* [Requirements]
Convert every one of the entries below into a two-column CSV with the headers entry_text and answer. Use one row per entry, put each entry's text and its answer in its own quoted field with line breaks replaced by spaces, and leave the pictures out.

* [Data shown]

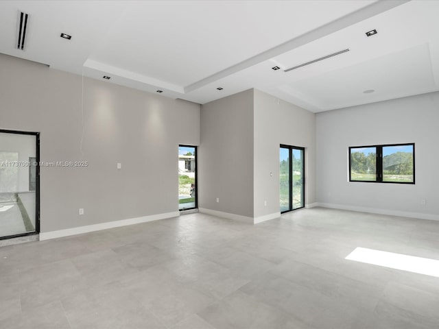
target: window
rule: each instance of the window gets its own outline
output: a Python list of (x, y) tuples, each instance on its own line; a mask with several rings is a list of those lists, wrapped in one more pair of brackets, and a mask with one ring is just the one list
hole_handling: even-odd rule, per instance
[(414, 143), (349, 147), (349, 181), (414, 184)]
[(178, 210), (197, 208), (197, 147), (178, 145)]

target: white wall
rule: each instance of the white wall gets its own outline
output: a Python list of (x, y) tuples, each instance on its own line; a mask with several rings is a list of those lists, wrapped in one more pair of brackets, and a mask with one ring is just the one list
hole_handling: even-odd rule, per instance
[[(317, 114), (318, 203), (439, 220), (438, 123), (439, 93)], [(415, 143), (416, 184), (348, 182), (349, 146), (405, 143)]]
[[(279, 214), (281, 144), (305, 147), (305, 204), (313, 204), (316, 202), (315, 114), (254, 90), (256, 218)], [(264, 201), (267, 201), (267, 206), (264, 206)]]
[(198, 104), (1, 54), (0, 72), (0, 128), (40, 132), (41, 161), (88, 162), (41, 167), (42, 232), (178, 215), (178, 145), (199, 145)]
[[(20, 164), (12, 167), (16, 172), (16, 182), (14, 186), (16, 189), (9, 190), (8, 192), (16, 193), (29, 191), (29, 166), (25, 164), (29, 164), (29, 158), (35, 158), (36, 145), (36, 136), (35, 135), (0, 133), (0, 152), (18, 153), (19, 163), (17, 164)], [(0, 171), (5, 169), (8, 167), (0, 167)], [(0, 182), (0, 185), (1, 183), (2, 182)], [(3, 188), (0, 188), (0, 191), (4, 191), (4, 188), (7, 186), (2, 186), (1, 187)]]

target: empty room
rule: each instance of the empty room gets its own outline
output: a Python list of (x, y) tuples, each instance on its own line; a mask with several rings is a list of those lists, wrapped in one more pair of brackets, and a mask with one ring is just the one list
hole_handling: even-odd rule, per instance
[(438, 16), (0, 1), (0, 328), (439, 328)]

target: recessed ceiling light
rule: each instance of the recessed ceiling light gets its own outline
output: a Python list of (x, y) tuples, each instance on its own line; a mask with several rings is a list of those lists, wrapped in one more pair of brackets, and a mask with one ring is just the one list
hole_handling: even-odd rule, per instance
[(67, 40), (71, 39), (71, 36), (69, 36), (69, 34), (66, 34), (65, 33), (62, 33), (60, 36), (61, 38), (64, 38), (64, 39), (67, 39)]
[(366, 32), (366, 35), (367, 36), (373, 36), (374, 34), (377, 34), (378, 32), (376, 29), (372, 29), (372, 31), (369, 31), (368, 32)]

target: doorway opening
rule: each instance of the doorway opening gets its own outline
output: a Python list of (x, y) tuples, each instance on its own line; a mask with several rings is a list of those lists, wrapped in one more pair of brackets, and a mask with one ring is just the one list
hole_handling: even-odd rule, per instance
[(0, 130), (0, 239), (40, 232), (39, 133)]
[(279, 165), (281, 212), (305, 207), (305, 148), (281, 145)]
[(198, 208), (197, 147), (178, 145), (178, 210)]

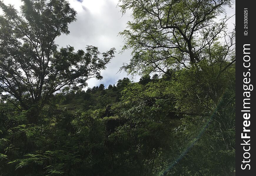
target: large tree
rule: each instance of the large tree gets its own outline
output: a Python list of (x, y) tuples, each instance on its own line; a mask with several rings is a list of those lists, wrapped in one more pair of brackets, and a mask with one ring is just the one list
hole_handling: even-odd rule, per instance
[(65, 0), (22, 0), (21, 13), (0, 1), (0, 90), (1, 98), (20, 109), (39, 109), (55, 93), (86, 85), (114, 57), (114, 49), (102, 53), (97, 47), (74, 51), (57, 49), (54, 41), (69, 33), (76, 12)]
[(123, 68), (132, 73), (168, 73), (174, 67), (198, 63), (205, 57), (204, 50), (222, 37), (227, 49), (222, 60), (234, 63), (228, 54), (234, 48), (234, 33), (227, 33), (229, 18), (225, 10), (232, 3), (231, 0), (120, 0), (123, 13), (131, 9), (132, 18), (128, 29), (120, 33), (124, 38), (123, 49), (132, 49), (133, 56)]

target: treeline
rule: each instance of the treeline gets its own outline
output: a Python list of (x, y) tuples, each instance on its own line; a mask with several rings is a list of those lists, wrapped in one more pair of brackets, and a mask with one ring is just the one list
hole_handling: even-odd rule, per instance
[(232, 1), (121, 0), (121, 69), (141, 78), (86, 91), (114, 48), (58, 49), (76, 12), (22, 1), (0, 1), (0, 175), (235, 175), (235, 35), (219, 16)]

* [The answer]
entry_text,answer
"target: window rule: each instance of the window gets its own outline output: a Python list of (x, y) tuples, each instance on its own line; a mask with several rings is a list of those lists, wrapped in one more pair of brackets, and a mask with one ring is just the one list hole_handling: even-odd rule, per instance","[(414, 143), (349, 147), (349, 181), (414, 184)] [(178, 210), (197, 208), (197, 147), (178, 145)]"
"target: white wall rule: each instance of the white wall gets its own outline output: a Python list of (x, y) tuples, each instance on its own line; a mask with several rings is a list of those lists, wrapped in one more pair of brackets, and a mask with one ring is just the one list hole_handling: even-odd rule, per instance","[[(317, 114), (318, 203), (439, 220), (438, 123), (439, 93)], [(415, 143), (416, 184), (348, 182), (349, 146), (405, 143)]] [[(279, 214), (281, 144), (305, 147), (305, 204), (313, 204), (316, 202), (315, 114), (254, 90), (256, 218)], [(264, 201), (267, 201), (267, 206), (264, 206)]] [(198, 104), (1, 54), (0, 72), (0, 128), (40, 132), (41, 161), (88, 162), (41, 167), (42, 232), (178, 215), (178, 145), (199, 145)] [[(20, 164), (12, 167), (16, 172), (16, 182), (14, 186), (16, 189), (9, 190), (8, 192), (16, 193), (29, 191), (29, 166), (25, 164), (29, 164), (29, 158), (35, 158), (36, 145), (36, 136), (35, 135), (0, 133), (0, 152), (18, 153), (19, 163), (17, 164)], [(0, 171), (5, 169), (8, 167), (0, 167)], [(0, 182), (0, 185), (1, 183), (2, 182)], [(3, 188), (0, 188), (0, 191), (4, 191), (4, 188), (7, 186), (2, 186), (1, 187)]]"
"target: empty room rule: each instance of the empty room gets its own outline output: a Python list of (x, y) tuples, each instance on its own line; a mask with several rings is a list of those lists, wrapped in one more pair of brackets, and a mask with one ring is just the one list hole_handling: even-odd rule, per instance","[(438, 16), (0, 1), (0, 328), (439, 328)]"
"target: recessed ceiling light rule: each instance of the recessed ceiling light gets its own outline output: a Python list of (x, y) tuples, each instance on its own line; a mask with several rings is a list of those lists, wrapped in one more pair of brackets, and a mask with one ring is just the one list hole_handling: even-odd rule, per instance","[(67, 40), (71, 39), (71, 36), (69, 36), (69, 34), (66, 34), (65, 33), (62, 33), (60, 36), (61, 38), (64, 38), (64, 39), (67, 39)] [(366, 32), (366, 35), (367, 36), (373, 36), (374, 34), (377, 34), (378, 32), (376, 29), (372, 29), (372, 31), (369, 31), (368, 32)]"
"target: doorway opening rule: each instance of the doorway opening gets its own outline output: a Python list of (x, y) tuples, each instance on its own line; a mask with several rings is a list of those lists, wrapped in one more pair of brackets, and a mask with one ring is just the one list hole_handling: even-odd rule, per instance","[(0, 130), (0, 239), (40, 232), (39, 133)] [(279, 165), (281, 212), (305, 207), (305, 148), (281, 145)] [(198, 208), (197, 147), (178, 145), (178, 210)]"
"target: large tree rule: each instance of the large tree gets its own outline output: a Python list of (x, y) tuples, each instance on its own line; a mask with several rings is a list of those lists, wrapped in one more pair of brackets, and a mask with one ring is just the one list hole_handling: even-odd rule, per instance","[(65, 0), (22, 0), (21, 13), (0, 1), (0, 90), (1, 98), (20, 109), (39, 109), (55, 93), (86, 85), (114, 57), (114, 49), (102, 53), (97, 47), (74, 51), (57, 49), (54, 41), (69, 33), (76, 12)] [(123, 68), (132, 73), (168, 73), (174, 67), (198, 63), (205, 57), (204, 50), (222, 37), (227, 49), (222, 60), (234, 63), (228, 54), (234, 48), (234, 33), (227, 33), (229, 18), (225, 10), (232, 3), (231, 0), (120, 0), (123, 13), (131, 9), (132, 18), (128, 29), (120, 33), (124, 38), (123, 49), (132, 49), (133, 56)]"
"target: treeline rule: each instance of the treeline gets its own outline output: a Python list of (x, y) tuples, each instance on its own line; a mask with several rings is a list of those lists, wrapped in one more pair of brackets, and a mask with one ring is just the one list hole_handling: even-odd rule, per instance","[(232, 1), (121, 0), (121, 69), (141, 78), (86, 91), (114, 48), (58, 49), (76, 12), (22, 1), (0, 1), (0, 175), (235, 175), (235, 35), (219, 16)]"